● **Exercise aim**: Copy the stretch of the news roundup from "Vladimir Shipitsin, an" through "the offices’ window.", substituting "brass knuckles" for "knuckleduster".

"Pynya, go away!" reads this placard on Ustinsky Bridge. Source: GradusTV.
We continue our partnership with OVD-Info, an NGO that monitors politically-motivated arrests in Russia. Every Friday, we bring you the latest information on freedom of assembly.
Fifteen days in jail for “Pynya” (a nickname for Putin). Traffic police stopped a car in which Olga Romanova and Andrei Titkov, Moscow activists of the New Opposition political movement, were travelling. They were detained for a protest with a mannequin hung on the Ustinsky Bridge along with a placard that read “Go away, Pynya”. The next day Titkov was jailed for 15 days on the grounds that this protest had created a traffic disturbance. Romanova had been released before the court hearing. At the hearing in the case of Titkov, no one, not even his lawyer who was in the building, was allowed into the courtroom.
The Artpodgotovka group, headed by Vyacheslav Maltsev who recently left Russia, has been ruled “extremist” and banned. Moreover, FSB officers conducted a search of the home of a Moscow activist from the group, Andrei Tolkachev.
Vladimir Shipitsin, an activist from the St. Petersburg Solidarity movement, was assaulted in the entrance hall of his apartment block. The attacker used a knuckleduster, and during the assault said: “Don’t write any more bullshit about good people, next time it will be worse.”
Regional election campaign offices of Alexey Navalny were also attacked. In Khabarovsk, a United Russia Young Guard activist poured paint on the building, while in Kirov someone threw a brick through the offices’ window.

[Collection entries]
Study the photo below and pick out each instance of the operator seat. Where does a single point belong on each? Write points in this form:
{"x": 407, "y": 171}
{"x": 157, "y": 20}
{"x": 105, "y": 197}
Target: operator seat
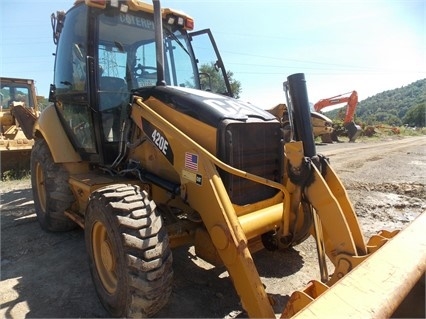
{"x": 113, "y": 96}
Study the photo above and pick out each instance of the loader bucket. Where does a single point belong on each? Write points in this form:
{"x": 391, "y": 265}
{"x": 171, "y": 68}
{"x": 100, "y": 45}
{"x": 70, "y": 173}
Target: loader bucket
{"x": 389, "y": 283}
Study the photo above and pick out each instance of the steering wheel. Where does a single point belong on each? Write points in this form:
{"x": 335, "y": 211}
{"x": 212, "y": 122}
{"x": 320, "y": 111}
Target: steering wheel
{"x": 141, "y": 70}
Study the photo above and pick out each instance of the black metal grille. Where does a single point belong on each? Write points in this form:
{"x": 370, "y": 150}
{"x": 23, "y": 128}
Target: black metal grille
{"x": 255, "y": 148}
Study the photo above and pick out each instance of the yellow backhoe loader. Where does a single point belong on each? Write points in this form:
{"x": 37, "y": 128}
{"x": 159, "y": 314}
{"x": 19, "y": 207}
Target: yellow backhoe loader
{"x": 135, "y": 153}
{"x": 18, "y": 99}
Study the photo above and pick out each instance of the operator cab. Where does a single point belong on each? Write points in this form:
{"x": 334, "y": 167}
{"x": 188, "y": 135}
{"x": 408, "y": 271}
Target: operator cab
{"x": 105, "y": 53}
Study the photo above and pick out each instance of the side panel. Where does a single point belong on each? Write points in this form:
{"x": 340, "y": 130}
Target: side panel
{"x": 50, "y": 127}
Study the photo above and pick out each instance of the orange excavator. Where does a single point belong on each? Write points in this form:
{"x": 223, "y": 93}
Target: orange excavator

● **The result**:
Vladimir Shipitsin, an activist from the St. Petersburg Solidarity movement, was assaulted in the entrance hall of his apartment block. The attacker used a brass knuckles, and during the assault said: “Don’t write any more bullshit about good people, next time it will be worse.”
Regional election campaign offices of Alexey Navalny were also attacked. In Khabarovsk, a United Russia Young Guard activist poured paint on the building, while in Kirov someone threw a brick through the offices’ window.